**DIRECTIVE**
Which lines in the records below contain the word "stone", with case counting? Copy each such line.

(Dataset extracts labeled with boxes)
----------

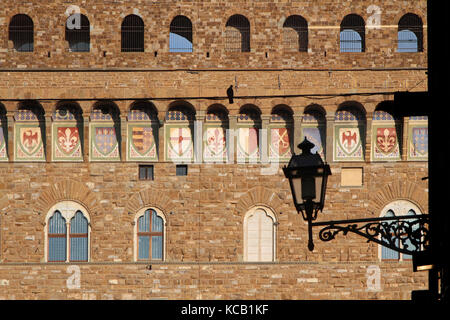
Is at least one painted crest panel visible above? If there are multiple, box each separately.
[301,124,326,159]
[14,123,45,161]
[372,125,400,161]
[127,123,158,161]
[89,122,120,161]
[408,125,428,160]
[164,124,194,162]
[203,124,228,162]
[269,127,292,161]
[52,122,83,161]
[334,124,364,161]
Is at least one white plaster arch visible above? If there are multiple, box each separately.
[243,205,278,262]
[44,200,91,262]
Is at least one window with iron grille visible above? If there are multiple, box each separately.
[137,209,164,260]
[122,14,144,52]
[397,13,423,52]
[139,165,153,180]
[225,14,250,52]
[340,14,365,52]
[66,13,91,52]
[283,15,308,52]
[169,16,193,52]
[9,14,34,52]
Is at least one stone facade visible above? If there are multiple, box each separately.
[0,0,428,300]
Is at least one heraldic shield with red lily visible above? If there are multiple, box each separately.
[269,128,291,159]
[56,127,80,156]
[166,127,194,160]
[204,127,227,160]
[375,127,398,157]
[129,126,156,158]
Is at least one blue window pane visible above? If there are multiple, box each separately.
[152,211,163,232]
[70,211,88,261]
[169,32,192,52]
[152,236,163,259]
[138,210,150,232]
[48,237,66,262]
[341,29,362,52]
[48,211,66,261]
[70,41,89,52]
[138,236,150,259]
[70,237,88,261]
[48,211,66,234]
[398,30,419,52]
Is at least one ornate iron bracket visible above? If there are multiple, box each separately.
[310,214,430,254]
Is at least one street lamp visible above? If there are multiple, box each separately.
[283,138,430,257]
[283,137,331,251]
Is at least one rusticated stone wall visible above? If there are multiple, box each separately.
[0,0,428,300]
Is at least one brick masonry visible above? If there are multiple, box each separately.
[0,0,428,300]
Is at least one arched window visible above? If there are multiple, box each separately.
[283,15,308,52]
[397,13,423,52]
[122,14,144,52]
[48,211,67,262]
[9,14,34,52]
[169,16,192,52]
[340,14,365,52]
[136,209,165,260]
[301,105,327,160]
[379,200,421,261]
[66,13,91,52]
[225,14,250,52]
[45,201,90,262]
[244,207,276,262]
[69,211,88,261]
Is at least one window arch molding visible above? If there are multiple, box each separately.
[378,198,424,261]
[44,200,91,262]
[133,206,167,262]
[243,205,278,262]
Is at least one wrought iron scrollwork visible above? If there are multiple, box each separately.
[311,214,430,254]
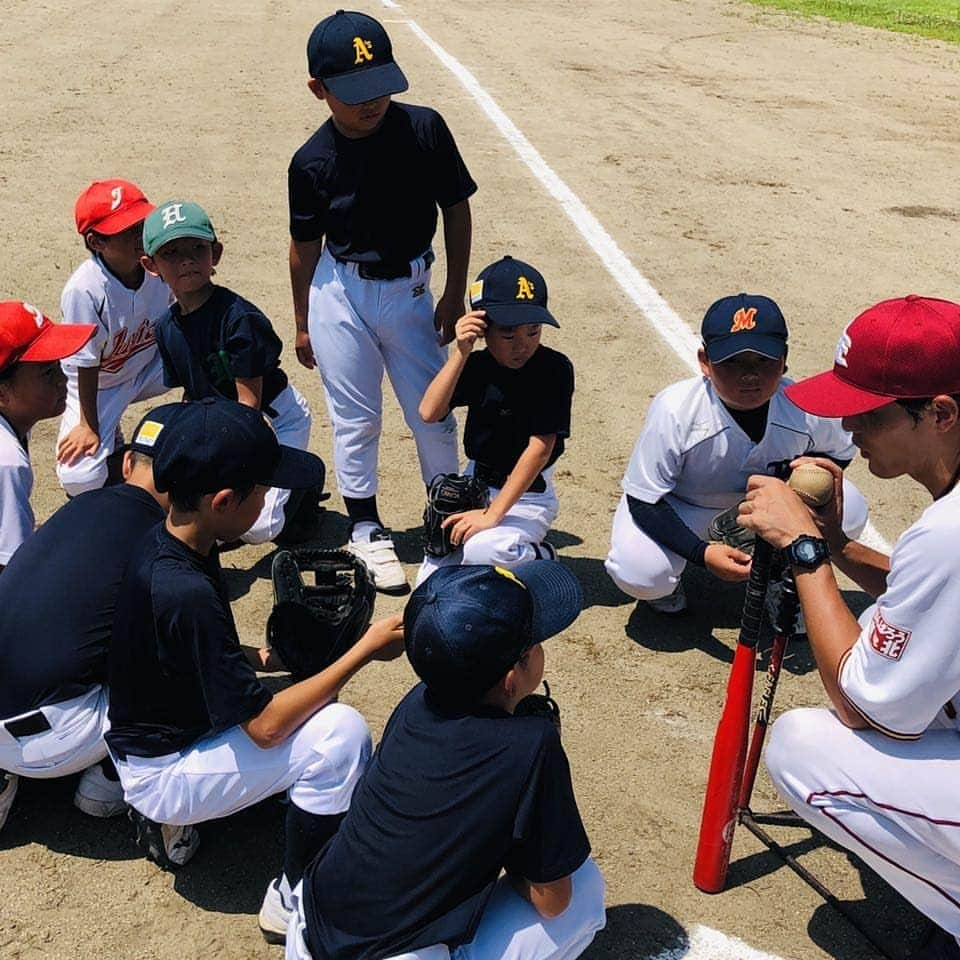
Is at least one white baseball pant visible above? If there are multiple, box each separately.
[114,703,371,826]
[308,249,457,498]
[240,383,313,543]
[285,858,607,960]
[0,686,110,780]
[416,461,560,586]
[766,709,960,937]
[57,356,167,497]
[604,477,867,600]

----------

**EXERCISE SOLUTION**
Is at least one stone facade visible above? If there are multiple, box each separately.
Is at least one rusticated stone wall visible above? If there are multiple, box each separately.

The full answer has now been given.